[Shape boundary entries]
--

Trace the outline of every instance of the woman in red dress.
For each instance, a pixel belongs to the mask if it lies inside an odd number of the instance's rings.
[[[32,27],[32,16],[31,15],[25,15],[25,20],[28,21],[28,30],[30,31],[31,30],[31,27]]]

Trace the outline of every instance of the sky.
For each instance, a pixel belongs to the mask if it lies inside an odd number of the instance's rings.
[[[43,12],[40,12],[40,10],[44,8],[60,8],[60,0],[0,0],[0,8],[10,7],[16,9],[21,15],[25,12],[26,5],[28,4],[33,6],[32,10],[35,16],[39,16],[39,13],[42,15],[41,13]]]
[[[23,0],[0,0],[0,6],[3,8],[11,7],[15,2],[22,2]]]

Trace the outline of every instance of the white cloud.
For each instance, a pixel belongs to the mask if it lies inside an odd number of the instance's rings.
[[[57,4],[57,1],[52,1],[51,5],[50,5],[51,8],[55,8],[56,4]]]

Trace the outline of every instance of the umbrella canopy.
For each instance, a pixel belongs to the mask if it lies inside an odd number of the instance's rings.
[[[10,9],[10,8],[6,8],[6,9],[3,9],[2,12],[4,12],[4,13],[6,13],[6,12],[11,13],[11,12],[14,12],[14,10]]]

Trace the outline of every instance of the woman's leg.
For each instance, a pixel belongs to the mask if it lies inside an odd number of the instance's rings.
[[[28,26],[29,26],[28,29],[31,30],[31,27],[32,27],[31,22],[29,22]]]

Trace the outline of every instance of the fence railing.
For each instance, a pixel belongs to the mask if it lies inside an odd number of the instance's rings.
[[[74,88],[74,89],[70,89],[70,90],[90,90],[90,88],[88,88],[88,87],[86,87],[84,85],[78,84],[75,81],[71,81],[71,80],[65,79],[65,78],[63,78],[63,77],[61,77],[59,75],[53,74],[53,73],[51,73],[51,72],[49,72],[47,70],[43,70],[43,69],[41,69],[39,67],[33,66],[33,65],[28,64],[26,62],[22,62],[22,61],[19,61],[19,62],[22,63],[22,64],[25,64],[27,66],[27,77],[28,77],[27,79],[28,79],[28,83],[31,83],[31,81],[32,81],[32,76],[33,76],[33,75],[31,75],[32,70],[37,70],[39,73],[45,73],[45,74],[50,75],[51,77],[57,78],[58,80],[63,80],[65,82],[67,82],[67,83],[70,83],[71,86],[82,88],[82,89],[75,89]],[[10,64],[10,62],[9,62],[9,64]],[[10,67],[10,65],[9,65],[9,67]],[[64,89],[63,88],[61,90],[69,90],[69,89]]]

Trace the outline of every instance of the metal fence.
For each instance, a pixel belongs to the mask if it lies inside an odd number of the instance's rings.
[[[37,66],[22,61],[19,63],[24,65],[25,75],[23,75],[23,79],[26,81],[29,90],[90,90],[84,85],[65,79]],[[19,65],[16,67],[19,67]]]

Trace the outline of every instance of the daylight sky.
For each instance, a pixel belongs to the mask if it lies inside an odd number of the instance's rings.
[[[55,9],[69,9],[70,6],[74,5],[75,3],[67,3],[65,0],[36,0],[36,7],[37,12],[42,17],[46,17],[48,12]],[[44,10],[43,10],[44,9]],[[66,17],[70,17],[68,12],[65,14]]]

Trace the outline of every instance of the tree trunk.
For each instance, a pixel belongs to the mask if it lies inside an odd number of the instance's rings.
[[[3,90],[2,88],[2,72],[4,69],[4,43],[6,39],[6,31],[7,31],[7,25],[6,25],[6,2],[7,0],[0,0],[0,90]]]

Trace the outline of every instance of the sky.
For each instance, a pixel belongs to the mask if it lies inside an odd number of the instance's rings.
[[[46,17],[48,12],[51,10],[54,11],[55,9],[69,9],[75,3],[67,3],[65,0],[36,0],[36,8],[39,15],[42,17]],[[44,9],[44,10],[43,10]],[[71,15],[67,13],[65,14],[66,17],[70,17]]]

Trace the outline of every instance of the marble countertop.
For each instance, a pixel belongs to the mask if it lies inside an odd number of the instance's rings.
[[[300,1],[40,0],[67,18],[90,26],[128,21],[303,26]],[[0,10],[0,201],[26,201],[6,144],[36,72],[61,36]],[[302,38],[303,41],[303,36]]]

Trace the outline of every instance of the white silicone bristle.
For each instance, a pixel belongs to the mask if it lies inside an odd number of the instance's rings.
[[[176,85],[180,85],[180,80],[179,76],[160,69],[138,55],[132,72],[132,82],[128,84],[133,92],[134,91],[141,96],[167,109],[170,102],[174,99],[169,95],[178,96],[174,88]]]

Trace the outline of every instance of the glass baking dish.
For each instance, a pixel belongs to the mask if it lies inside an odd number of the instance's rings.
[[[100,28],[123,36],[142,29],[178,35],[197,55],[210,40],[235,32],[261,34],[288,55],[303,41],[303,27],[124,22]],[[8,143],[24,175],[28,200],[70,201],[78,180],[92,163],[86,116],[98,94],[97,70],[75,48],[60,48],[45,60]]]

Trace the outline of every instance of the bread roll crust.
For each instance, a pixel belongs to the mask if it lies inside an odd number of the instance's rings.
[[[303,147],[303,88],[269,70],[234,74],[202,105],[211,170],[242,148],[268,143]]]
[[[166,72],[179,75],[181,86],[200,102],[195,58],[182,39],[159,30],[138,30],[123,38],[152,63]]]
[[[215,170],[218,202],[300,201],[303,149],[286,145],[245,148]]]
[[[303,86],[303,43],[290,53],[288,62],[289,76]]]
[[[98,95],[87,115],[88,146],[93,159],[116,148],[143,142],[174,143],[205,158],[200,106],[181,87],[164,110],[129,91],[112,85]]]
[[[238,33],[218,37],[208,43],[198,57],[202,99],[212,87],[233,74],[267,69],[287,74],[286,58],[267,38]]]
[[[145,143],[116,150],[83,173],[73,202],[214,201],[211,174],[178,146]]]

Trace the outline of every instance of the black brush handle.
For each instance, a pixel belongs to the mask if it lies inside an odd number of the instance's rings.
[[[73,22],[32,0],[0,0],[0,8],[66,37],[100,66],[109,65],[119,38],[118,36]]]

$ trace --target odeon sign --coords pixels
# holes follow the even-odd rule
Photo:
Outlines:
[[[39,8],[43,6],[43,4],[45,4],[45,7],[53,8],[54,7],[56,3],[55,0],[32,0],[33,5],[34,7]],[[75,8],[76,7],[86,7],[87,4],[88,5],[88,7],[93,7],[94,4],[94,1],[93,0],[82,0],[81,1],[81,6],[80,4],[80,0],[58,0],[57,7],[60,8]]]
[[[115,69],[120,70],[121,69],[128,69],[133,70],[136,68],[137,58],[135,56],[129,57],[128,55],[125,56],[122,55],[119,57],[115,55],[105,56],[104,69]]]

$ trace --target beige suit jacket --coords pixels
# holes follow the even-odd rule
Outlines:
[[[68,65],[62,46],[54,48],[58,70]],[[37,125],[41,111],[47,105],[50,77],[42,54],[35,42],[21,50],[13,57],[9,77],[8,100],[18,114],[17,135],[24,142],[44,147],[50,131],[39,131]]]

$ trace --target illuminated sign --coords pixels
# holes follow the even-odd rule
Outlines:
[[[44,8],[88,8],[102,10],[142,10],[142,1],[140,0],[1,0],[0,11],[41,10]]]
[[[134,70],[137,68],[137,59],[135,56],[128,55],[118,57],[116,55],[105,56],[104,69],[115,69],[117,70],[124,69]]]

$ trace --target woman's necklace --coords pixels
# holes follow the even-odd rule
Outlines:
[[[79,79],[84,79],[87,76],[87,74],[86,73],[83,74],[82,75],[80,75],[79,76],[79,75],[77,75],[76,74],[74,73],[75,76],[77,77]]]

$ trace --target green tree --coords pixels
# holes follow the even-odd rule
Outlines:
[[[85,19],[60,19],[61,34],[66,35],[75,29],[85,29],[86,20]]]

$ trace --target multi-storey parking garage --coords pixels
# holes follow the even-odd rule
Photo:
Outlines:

--

Work required: List every line of the entries above that contains the string "coords", treating uppercase and lowercase as different.

Solution to the exercise:
$ trace --target odeon sign --coords pixels
$ trace --target beige suit jacket --coords pixels
$ trace --target illuminated sign --coords pixels
$ trace --target woman's necklace --coords pixels
$ trace --target green tree --coords pixels
$ trace --target multi-storey parking garage --coords pixels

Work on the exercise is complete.